═══ Data to use

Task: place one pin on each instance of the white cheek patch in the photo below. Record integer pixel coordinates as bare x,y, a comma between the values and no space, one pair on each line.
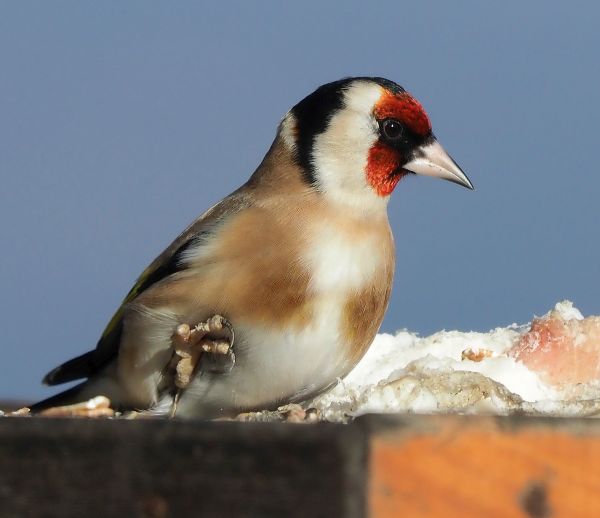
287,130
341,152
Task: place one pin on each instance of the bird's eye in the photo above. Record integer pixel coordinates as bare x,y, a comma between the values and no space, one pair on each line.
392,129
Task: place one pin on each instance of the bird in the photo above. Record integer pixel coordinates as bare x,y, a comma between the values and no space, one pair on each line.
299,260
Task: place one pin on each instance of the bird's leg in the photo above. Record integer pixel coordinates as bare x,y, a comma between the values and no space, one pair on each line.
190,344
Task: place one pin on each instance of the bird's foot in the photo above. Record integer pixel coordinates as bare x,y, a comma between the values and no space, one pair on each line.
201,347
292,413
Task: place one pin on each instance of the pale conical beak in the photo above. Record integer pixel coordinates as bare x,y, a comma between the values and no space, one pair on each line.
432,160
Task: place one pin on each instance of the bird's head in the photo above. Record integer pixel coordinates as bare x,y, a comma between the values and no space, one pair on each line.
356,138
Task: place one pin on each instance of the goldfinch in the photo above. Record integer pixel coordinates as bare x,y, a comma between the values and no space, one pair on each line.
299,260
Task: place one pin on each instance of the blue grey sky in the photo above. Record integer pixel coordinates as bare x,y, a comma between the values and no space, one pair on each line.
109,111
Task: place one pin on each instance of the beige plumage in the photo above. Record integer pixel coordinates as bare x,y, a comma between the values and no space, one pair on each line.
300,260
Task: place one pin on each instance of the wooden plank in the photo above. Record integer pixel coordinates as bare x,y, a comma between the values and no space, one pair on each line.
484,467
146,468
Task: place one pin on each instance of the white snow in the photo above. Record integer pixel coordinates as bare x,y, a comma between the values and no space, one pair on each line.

══════

— What you have to do —
Beginning at the line that contains "Task: place one pin on each instance of the blue" and ending at the last line above, copy each line without any change.

— Solved problem —
Task: place one pin on each instance of the blue grey sky in the photo above. Record integer pixel coordinates as bare x,y, a comma between the values and no space, one pair on each line.
109,111
Task: place one pin on each instance of the beige plumage in the photo above. Record integer pixel coordinates as bare x,y, a comma between the values and no space, one pair on each line.
300,260
Task: place one pin on each instance of the wooden plank in the photo above. Record integer pixel coordinates as bare x,y, a comma between the values and no space, one pair on each line.
484,467
146,468
Task: place one pin on each instance of the white snow in the photo above. Record integer pixel coordinates as bare x,y, a comma between the values and no space, one pair on each line.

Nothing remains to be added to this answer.